Converters with schema support

The AvroSchemaMessageConverter supports serializing and deserializing messages either using a predefined schema or by using the schema information available in the class (either reflectively, or contained in the SpecificRecord). If the target type of the conversion is a GenericRecord, then a schema must be set.

For using it, you can simply add it to the application context, optionally specifying one ore more MimeTypes to associate it with. The default MimeType is application/avro.

Here is an example of configuring it in a sink application registering the Apache Avro MessageConverter, without a predefined schema:

@EnableBinding(Sink.class)
@SpringBootApplication
public static class SinkApplication {

  ...

  @Bean
  public MessageConverter userMessageConverter() throws IOException {
    AvroSchemaMessageConverter avroSchemaMessageConverter {
      return new AvroSchemaMessageConverter(MimeType.valueOf("avro/bytes");
  }
}

Conversely, here is an application that registers a converter with a predefined schema, to be found on the classpath:

@EnableBinding(Sink.class)
@SpringBootApplication
public static class SinkApplication {

  ...

  @Bean
  public MessageConverter userMessageConverter() throws IOException {
    AvroSchemaMessageConverter avroSchemaMessageConverter {
      MessageConverter converter = new AvroSchemaMessageConverter(MimeType.valueOf("avro/bytes");
      converter.setSchemaLocation("classpath:schemas/User.avro");
      return converter;
  }
}

In order to understand the schema registry client converter, we will describe the schema registry support first.

6.5 Schema Registry Support

Most serialization models, especially the ones that aim for portability across different platforms and languages, rely on a schema that describes how the data is serialized in the binary payload. In order to serialize the data and then to interpret it, both the sending and receiving sides must have access to a schema that describes the binary format. In certain cases, the schema can be inferred from the payload type on serialization, or from the target type on deserialization, but in a lot of cases applications benefit from having access to an explicit schema that describes the binary data format. A schema registry allows you to store schema information in a textual format (typically JSON) and makes that information accessible to various applications that need it to receive and send data in binary format. A schema is referenceable as a tuple consisting of:

  • a subject that is the logical name of the schema;
  • the schema version;
  • the schema format which describes the binary format of the data.

6.5.1 Schema Registry Server

Spring Cloud Stream provides a schema registry server implementation. In order to use it, you can simply add the spring-cloud-stream-server artifact to your project and use the @EnableSchemaRegistryServer annotation, adding the schema registry server REST controller to your application. This annotation is intended to be used with Spring Boot web applications, and the listening port of the server is controlled by the server.port setting. The spring.cloud.stream.schema.server.path setting can be used to control the root path of the schema server (especially when it is embedded in other applications).

WRITTEN TASKS
**1)** Quote the schema support article from "The AvroSchemaMessageConverter supports" up to and including "MimeType is application/avro.".
**2)** According to the schema support article, what is the default MimeType for the AvroSchemaMessageConverter?
**3)** Summarize the schema support article in two sentences.
The material that comes next is from a different source.

Part of a data file:
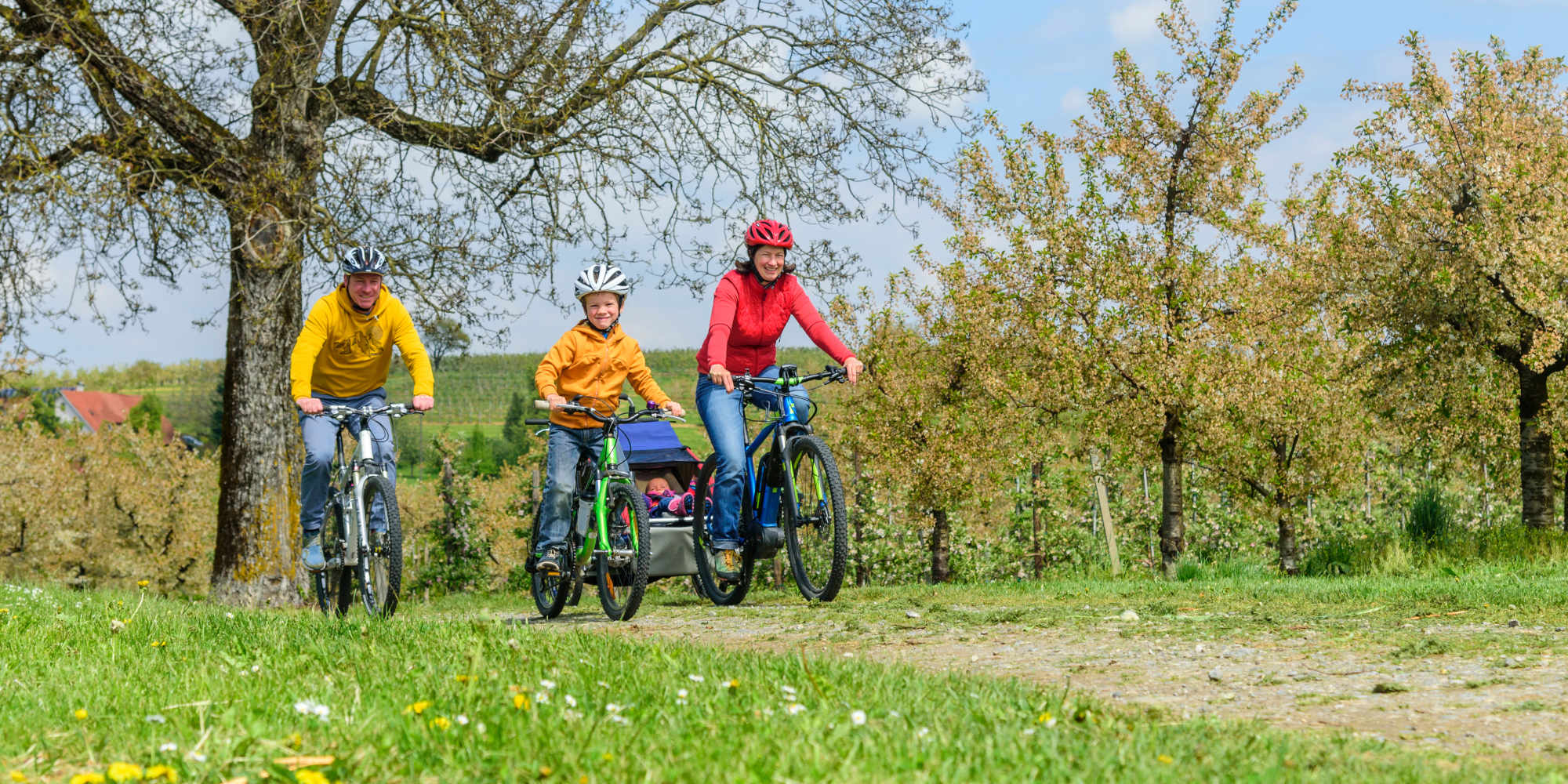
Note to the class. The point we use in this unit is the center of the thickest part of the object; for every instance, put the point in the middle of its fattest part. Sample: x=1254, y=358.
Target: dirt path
x=1481, y=700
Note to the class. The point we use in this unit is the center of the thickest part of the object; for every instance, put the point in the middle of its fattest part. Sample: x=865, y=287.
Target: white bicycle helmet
x=601, y=278
x=366, y=260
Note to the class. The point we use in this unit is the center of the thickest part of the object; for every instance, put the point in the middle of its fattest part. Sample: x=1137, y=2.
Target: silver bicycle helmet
x=601, y=278
x=366, y=260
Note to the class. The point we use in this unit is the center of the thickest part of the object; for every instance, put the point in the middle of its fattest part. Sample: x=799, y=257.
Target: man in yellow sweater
x=343, y=358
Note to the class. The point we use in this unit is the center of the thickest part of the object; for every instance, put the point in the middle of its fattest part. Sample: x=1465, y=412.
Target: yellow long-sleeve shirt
x=346, y=354
x=587, y=363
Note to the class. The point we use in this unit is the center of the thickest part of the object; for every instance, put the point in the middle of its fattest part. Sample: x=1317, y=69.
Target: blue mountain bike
x=791, y=498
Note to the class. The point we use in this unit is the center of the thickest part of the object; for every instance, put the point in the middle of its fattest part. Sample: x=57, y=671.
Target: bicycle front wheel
x=711, y=581
x=335, y=586
x=623, y=572
x=816, y=526
x=382, y=561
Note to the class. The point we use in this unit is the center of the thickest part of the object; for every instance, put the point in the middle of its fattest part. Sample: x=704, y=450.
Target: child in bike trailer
x=593, y=360
x=666, y=501
x=343, y=357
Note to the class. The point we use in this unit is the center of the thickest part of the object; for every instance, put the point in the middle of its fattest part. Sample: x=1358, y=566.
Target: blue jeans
x=561, y=481
x=321, y=440
x=727, y=429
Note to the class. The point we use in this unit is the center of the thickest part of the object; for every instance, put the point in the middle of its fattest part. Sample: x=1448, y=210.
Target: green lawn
x=462, y=692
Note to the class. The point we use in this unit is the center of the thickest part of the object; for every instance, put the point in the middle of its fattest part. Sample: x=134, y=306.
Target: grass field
x=465, y=691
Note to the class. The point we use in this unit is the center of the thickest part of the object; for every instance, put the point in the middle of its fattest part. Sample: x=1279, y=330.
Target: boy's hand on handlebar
x=852, y=369
x=719, y=376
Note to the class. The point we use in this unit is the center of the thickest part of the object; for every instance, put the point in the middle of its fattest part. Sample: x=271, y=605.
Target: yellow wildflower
x=310, y=777
x=125, y=772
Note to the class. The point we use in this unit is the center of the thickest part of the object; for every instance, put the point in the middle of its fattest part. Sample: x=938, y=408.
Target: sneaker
x=550, y=564
x=730, y=565
x=311, y=553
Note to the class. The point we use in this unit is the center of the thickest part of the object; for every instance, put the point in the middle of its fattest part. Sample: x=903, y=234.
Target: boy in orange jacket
x=593, y=360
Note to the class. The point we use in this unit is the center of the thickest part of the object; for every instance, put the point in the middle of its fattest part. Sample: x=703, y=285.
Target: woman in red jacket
x=752, y=307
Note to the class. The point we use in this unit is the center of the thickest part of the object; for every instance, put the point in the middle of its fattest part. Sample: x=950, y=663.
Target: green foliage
x=148, y=415
x=1431, y=518
x=462, y=550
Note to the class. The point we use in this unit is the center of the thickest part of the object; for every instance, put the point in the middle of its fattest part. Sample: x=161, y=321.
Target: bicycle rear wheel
x=382, y=559
x=719, y=589
x=335, y=586
x=622, y=586
x=550, y=590
x=816, y=526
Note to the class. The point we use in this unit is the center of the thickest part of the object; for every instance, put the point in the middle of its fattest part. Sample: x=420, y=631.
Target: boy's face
x=603, y=310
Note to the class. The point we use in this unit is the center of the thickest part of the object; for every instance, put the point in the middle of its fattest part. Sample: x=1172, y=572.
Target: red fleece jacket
x=749, y=319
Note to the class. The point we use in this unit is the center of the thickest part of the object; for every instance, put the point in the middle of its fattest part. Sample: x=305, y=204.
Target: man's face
x=603, y=310
x=769, y=263
x=363, y=289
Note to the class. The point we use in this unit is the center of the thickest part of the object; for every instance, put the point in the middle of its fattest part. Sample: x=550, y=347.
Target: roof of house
x=96, y=408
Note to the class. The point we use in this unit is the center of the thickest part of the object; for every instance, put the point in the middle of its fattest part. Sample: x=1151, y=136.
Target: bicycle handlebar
x=750, y=382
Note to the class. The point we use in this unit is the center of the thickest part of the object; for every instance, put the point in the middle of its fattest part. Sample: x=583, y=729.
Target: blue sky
x=1040, y=60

SOLUTIONS IN ORDER
**1)**
The AvroSchemaMessageConverter supports serializing and deserializing messages either using a predefined schema or by using the schema information available in the class (either reflectively, or contained in the SpecificRecord). If the target type of the conversion is a GenericRecord, then a schema must be set.

For using it, you can simply add it to the application context, optionally specifying one ore more MimeTypes to associate it with. The default MimeType is application/avro.

**2)** application/avro

**3)** The AvroSchemaMessageConverter serializes and deserializes messages using either a predefined schema or schema information available in the class, and it can be added to the application context with application/avro as its default MimeType. A schema registry stores schema information in a textual format so that applications sending and receiving binary data can access it, and Spring Cloud Stream provides a schema registry server that is added with the @EnableSchemaRegistryServer annotation.